**Prompt:** Rename "white marble bust" to "marble sculpture" throughout the items below, keeping every other part of the lines unchanged.

(Raw records)
□ □ □

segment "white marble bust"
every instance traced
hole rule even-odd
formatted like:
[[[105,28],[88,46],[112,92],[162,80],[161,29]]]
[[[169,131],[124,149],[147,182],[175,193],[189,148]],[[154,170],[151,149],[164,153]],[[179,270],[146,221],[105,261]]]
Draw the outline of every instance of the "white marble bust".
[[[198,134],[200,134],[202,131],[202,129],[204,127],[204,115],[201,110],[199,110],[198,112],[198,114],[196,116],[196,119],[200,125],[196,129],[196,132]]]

□ □ □

**The completed task:**
segment "marble sculpture"
every instance traced
hole rule even-odd
formatted like:
[[[105,28],[88,46],[112,92],[162,80],[161,29]]]
[[[169,131],[124,149],[147,182],[175,193],[189,148]],[[154,170],[151,149],[164,153]],[[179,270],[146,221],[105,261]]]
Draw the outline of every instance of the "marble sculpture".
[[[198,134],[200,134],[202,131],[202,129],[204,127],[204,115],[201,110],[199,110],[198,112],[198,114],[196,116],[196,119],[200,125],[196,129],[196,132]]]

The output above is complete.